*What is expected*: Without including the pictures, copy out every line below.

*The input*:
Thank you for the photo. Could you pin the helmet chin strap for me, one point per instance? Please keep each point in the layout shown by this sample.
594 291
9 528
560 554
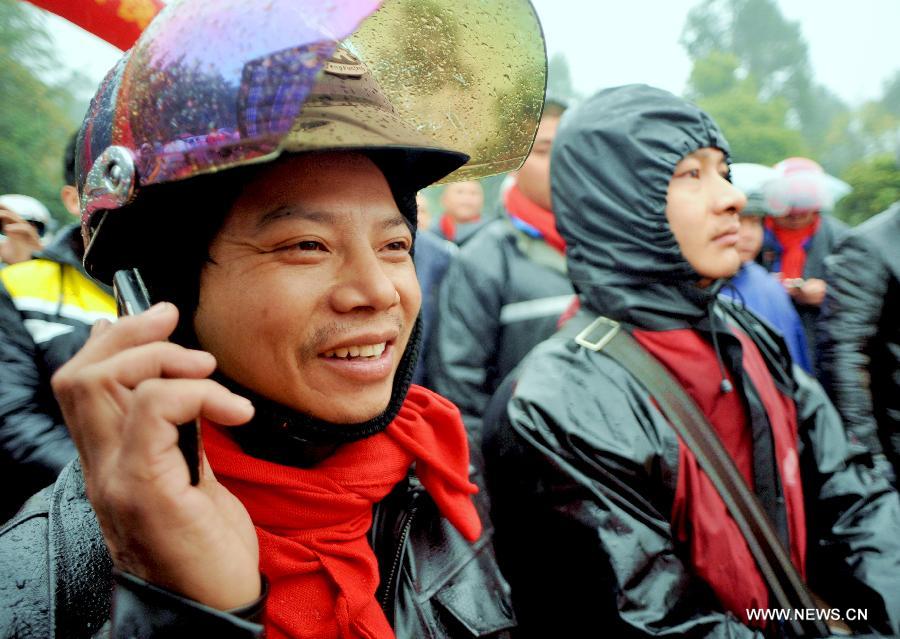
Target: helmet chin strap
285 436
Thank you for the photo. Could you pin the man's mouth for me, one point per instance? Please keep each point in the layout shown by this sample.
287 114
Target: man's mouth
360 351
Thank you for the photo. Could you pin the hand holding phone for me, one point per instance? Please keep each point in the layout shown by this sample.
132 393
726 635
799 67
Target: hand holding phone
132 298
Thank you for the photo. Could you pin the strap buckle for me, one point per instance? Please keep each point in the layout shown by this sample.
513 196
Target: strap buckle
598 333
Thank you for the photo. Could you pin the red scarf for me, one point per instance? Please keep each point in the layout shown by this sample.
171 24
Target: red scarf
535 216
700 520
448 227
312 522
793 246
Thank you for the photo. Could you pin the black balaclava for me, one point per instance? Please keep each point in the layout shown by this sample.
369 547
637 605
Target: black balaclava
172 271
612 160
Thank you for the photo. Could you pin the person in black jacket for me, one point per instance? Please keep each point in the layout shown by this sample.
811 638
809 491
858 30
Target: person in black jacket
605 522
504 292
860 337
332 497
47 307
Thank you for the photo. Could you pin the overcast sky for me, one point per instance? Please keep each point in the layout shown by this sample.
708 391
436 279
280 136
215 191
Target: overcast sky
854 46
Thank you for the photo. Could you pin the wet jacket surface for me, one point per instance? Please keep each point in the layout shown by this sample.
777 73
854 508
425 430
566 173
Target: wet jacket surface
755 287
502 295
433 256
47 307
56 576
860 340
582 466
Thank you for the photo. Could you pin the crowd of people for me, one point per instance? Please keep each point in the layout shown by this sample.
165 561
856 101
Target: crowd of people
656 395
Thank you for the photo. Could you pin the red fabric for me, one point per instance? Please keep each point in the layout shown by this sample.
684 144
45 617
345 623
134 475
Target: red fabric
534 215
312 523
719 554
119 22
793 244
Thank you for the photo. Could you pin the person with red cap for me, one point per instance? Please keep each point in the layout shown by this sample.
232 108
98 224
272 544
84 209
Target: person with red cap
795 245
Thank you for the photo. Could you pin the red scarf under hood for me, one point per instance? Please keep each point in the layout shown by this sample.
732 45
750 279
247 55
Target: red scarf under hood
312 522
536 217
794 243
718 552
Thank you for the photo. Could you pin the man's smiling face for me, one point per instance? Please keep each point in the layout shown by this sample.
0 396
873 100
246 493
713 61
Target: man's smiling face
311 294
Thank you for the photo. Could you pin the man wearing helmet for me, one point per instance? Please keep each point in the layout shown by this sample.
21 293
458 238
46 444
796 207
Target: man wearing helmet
333 498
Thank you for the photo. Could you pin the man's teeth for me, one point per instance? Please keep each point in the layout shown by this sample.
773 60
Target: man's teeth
372 351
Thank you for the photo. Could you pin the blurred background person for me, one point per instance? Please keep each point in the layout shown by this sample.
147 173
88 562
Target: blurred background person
47 307
753 285
505 291
860 337
795 245
432 256
424 212
463 204
24 221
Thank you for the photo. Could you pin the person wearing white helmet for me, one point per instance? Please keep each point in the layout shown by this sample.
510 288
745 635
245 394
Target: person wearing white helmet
47 306
24 221
257 164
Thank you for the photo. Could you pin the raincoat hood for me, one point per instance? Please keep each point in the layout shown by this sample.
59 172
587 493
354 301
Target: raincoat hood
612 160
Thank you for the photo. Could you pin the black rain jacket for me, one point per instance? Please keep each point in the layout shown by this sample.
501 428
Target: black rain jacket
582 466
56 576
860 338
502 295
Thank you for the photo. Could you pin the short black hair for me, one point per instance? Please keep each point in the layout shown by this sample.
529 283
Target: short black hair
69 160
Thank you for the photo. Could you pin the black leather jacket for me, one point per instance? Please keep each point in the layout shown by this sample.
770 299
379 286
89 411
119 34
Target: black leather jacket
590 459
860 337
56 576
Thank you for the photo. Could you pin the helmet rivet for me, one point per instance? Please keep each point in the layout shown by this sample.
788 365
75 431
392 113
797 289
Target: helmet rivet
115 174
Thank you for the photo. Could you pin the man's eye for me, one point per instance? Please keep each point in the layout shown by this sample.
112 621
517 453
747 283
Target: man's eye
309 245
399 245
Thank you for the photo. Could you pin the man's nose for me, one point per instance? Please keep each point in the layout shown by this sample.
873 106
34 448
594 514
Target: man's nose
728 198
364 284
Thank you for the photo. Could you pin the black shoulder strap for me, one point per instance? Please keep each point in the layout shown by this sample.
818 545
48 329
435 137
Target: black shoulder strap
785 583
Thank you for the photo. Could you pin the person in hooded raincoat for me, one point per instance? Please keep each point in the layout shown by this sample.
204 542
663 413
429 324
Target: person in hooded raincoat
605 524
261 178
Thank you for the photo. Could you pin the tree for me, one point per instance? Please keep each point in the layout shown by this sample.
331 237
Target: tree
769 50
36 117
876 185
755 128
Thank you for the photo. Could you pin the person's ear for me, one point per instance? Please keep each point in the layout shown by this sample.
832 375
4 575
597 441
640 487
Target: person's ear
69 195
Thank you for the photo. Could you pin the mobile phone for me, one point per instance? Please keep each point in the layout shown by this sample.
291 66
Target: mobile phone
132 298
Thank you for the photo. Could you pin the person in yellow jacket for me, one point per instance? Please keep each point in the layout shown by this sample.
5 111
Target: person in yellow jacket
47 307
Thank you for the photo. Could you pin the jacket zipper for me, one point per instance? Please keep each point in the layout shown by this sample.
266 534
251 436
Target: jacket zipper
398 555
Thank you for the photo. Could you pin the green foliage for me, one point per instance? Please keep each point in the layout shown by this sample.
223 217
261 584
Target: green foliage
713 75
876 185
754 129
749 41
36 117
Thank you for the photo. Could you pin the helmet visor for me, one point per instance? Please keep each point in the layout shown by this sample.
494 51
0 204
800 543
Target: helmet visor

*Worked answer*:
Thank you for the photo. Could you pin the helmet chin strap for me, one point per instance? Please keep each point in the layout shown by this sample.
594 291
9 528
560 554
Target: helmet chin strap
285 436
Thank you for the photo. Could you pin the man's mouth for me, one point per instance? Please keep each point in the layout shown by this sample.
287 114
Target: man's mouth
360 351
Thank you for the photo. Could you pin the hand holding phone for me, one point per instance? Please keep each point in the layout shown by this sample.
132 393
726 635
799 67
Target: hand holding phone
132 298
Thank you for the photo. Could you pin the strap buckle for me, one point per instance? Please keep each point in the layout shown by this sample.
513 196
Target: strap buckle
598 333
Thank you for the photo. Could you pin the red scarf for me, one point per instance? Please keep each point in the layout shown by this sample.
171 24
Target: red scarf
535 216
700 520
448 227
312 522
793 246
Thank you for the photo. Could you pin the black balaclava for me, one point per instance? Please keep each point in the layout shown by this sample.
369 547
637 605
Target: black balaclava
172 271
612 160
Thank you for the photo. Could you pin the person in black jacket for me, one point per instance? Please keep each point in the layout shown by this sample.
811 638
809 491
858 30
Target: person in black jacket
605 522
504 292
860 337
332 497
47 307
Thank you for the photo. Could you pin the overcast sky for me, one point per instance? Please keep each point in the layout shown by this sample.
708 391
436 279
280 136
215 191
Target: overcast sky
854 46
Thank you for the photo. Could you pin the wet jacket surface for me, one point per instance? Please keep each point in the layout shown by this sample.
777 73
854 508
425 430
566 173
Target: wet jacket surface
755 287
502 295
433 256
47 307
56 576
860 340
582 466
Thank you for the photo. Could you pin the crowd of people for me, one point per instance? Please keep each point in the layout shown by this sample.
165 561
856 101
Target: crowd of people
656 395
Thank you for the photo. Could you pin the red fabric for me, one point per instance? Please keep each point in the layout shown by this sample.
684 144
45 617
345 623
134 475
Target: red fabric
534 215
312 523
719 554
119 22
793 244
Thank you for the photo. Could you pin the person with red cap for me, one point per instance? Please keep each point in the layout shown by this sample.
232 108
98 224
272 544
84 209
Target: person with red cap
795 245
Thank you for the photo. Could you pin the red scarf under hood for me, one point per instance? Please keep each point in the layout shown by this sample.
732 45
750 279
247 55
Target: red scarf under hood
312 522
536 217
794 243
718 552
Thank you for the photo. Could you pin the man's smiling face for me, one point per instance? Please keep each point in the layout shown by this sample.
0 396
873 100
246 493
713 61
Target: man's smiling face
311 294
Thank you for the photo. Could you pin the man wearing helmet for me, one point per instance? Please keep each point in the layout shown by this sample.
21 293
458 238
46 444
796 207
Target: man wearing helmet
333 498
Thank you for the photo. Could you pin the man's teeth for me, one point per instance? Please keep each point in the layout shown by this sample.
773 60
Target: man's teeth
372 351
Thank you for the photo. Could you pin the blurred background person for me, one point per instance? Please keep each point in the layout shown by this sample.
147 173
88 562
Target: blurred background person
47 307
753 285
505 291
860 337
795 245
432 256
424 212
463 204
24 221
Thank you for the photo. Could you pin the person wearing white helmet for me, one point per instance? Please keep each point in the layout shown by this sample.
510 288
745 635
245 394
Target: person wearing white helmet
47 306
24 221
257 164
Thank you for the photo. Could you pin the raincoat hood for me, one point per instance? Please keep each point in the layout shown by this sample.
59 172
587 493
354 301
Target: raincoat hood
612 160
Thank you for the photo. Could you pin the black rain jacket for me, one point per instance? Please keep each point in the layout shown by this sample.
501 428
Target: black rain jacket
582 466
56 576
860 338
502 295
Thank you for the photo. Could you pin the short black hair for me, one point per instance? Please keep each point in the layout shown by this sample.
529 283
Target: short black hair
69 160
Thank you for the photo. Could you pin the black leather jacket for me, one point per instance? Please keep each point in the layout shown by this sample.
770 299
379 286
89 411
119 34
Target: black leather jacket
590 459
860 337
56 576
Thank you for the photo. Could you pin the helmet rivet for me, one point per instance? Please keep each point in the layout shown by this sample.
788 365
75 431
392 113
797 289
Target: helmet rivet
115 174
Thank you for the photo. Could you pin the man's eye for me, one point per instance? Please keep each point in the layout shown by this sample.
112 621
517 453
747 283
Target: man's eye
309 245
399 245
Thank you for the photo. Could you pin the man's nose for me, one point per instance? Please keep each point in the layout shown by this sample.
873 106
34 448
594 514
Target: man's nose
728 198
364 284
Thank you for the photo. Could you pin the black shoulder strap for me, one point per instance? Please keep each point in the layout shown by this sample.
818 545
48 329
435 137
Target: black shoulder strap
785 583
Thank you for the photo. Could you pin the person in hooded raincoat for me, one point per instance? Please keep each point in the layout shown by this sample.
204 542
663 413
429 324
Target: person in hooded raincoat
605 524
261 178
Thank you for the photo. Could you pin the tree for me, one point per instance? Please keep each point in the layout shown by this sample.
331 237
Target: tree
769 50
36 117
876 185
755 128
Thank you for the photo. Could you pin the person's ear for me, one point per instance? Please keep each point in the layout shown by this sample.
832 375
4 575
597 441
640 487
Target: person's ear
69 195
Thank you for the photo. Could you pin the mobile phone for me, one point per instance? Please keep each point in the layout shown by this sample.
291 66
Target: mobile phone
132 298
Thank you for the photo. Could you pin the person in yellow jacket for me, one point per instance? Please keep each point in the layout shown by this sample.
5 111
Target: person in yellow jacket
47 307
Thank you for the photo. Could you pin the jacket zipper for me, one point per instance? Please keep each point in the layout shown by this sample.
266 534
251 436
Target: jacket zipper
398 555
Thank you for the photo. Could you pin the green foliage for me, one point per instance? Please keep each point in the layout shown by this sample.
223 217
261 584
Target: green foliage
713 75
876 185
754 129
749 41
36 117
Thank you for the photo. Could you pin the helmet visor for me, one point per instance? Please keep each point in the layout shown by this sample.
494 51
0 204
800 543
Target: helmet visor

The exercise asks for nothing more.